Extract provided
Now is a time for courage, not submission
Walter M. Shaub Jr.
In the 1940s a generation of Americans defeated fascist powers. This week a simple majority of American voters submitted to a fascist leader who has expressed admiration for Hitler’s generals and aspires to destroy representative government. Rejecting the very reason for the Revolutionary War, his supporters traded a president for a ruler. Some of them didn’t believe the warnings. Others—those whose souls are stained with bigotry, greed, and fear—relished the chance to kneel before a cruel and immoral despot.
Donald Trump, too, is submissive. He is the blushing coward whose unrequited adoration for Vladimir Putin was apparent in Helsinki, the dupe who “fell in love” with Kim Jong Un, and the hype man for Viktor Orbán. He may well, in his weakness, cede influence over the budget to Elon Musk, a government contractor who is a conflict of interest incarnate. Trump’s own conflicts of interest are worse than last time, and his appointees won’t worry about ethics rules being enforced against them.

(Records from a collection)
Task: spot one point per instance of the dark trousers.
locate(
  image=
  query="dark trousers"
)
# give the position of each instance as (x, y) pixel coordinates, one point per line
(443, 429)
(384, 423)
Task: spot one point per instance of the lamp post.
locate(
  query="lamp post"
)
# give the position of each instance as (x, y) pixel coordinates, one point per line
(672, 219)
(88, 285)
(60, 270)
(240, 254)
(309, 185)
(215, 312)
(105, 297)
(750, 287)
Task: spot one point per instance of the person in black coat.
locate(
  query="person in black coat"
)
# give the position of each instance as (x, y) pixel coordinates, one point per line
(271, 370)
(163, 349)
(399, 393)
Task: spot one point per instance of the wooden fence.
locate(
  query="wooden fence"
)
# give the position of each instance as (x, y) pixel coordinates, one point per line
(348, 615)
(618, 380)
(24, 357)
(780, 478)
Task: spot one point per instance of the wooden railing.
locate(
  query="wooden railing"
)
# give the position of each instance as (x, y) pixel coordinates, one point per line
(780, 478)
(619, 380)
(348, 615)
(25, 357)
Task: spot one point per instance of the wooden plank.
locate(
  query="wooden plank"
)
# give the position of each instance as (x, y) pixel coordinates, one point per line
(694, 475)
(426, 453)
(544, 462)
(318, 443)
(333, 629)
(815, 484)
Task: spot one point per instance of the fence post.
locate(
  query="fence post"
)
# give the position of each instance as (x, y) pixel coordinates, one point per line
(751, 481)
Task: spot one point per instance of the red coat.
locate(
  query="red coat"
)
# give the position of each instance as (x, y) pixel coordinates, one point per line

Work item A
Translate into Spanish this sentence from the opinion piece above: "Some of them didn't believe the warnings."
Work item B
Echo the part of the opinion piece above between "In the 1940s" and "and immoral despot.", inclusive.

Output A
Algunos de ellos no creyeron las advertencias.

Output B
In the 1940s a generation of Americans defeated fascist powers. This week a simple majority of American voters submitted to a fascist leader who has expressed admiration for Hitler’s generals and aspires to destroy representative government. Rejecting the very reason for the Revolutionary War, his supporters traded a president for a ruler. Some of them didn’t believe the warnings. Others—those whose souls are stained with bigotry, greed, and fear—relished the chance to kneel before a cruel and immoral despot.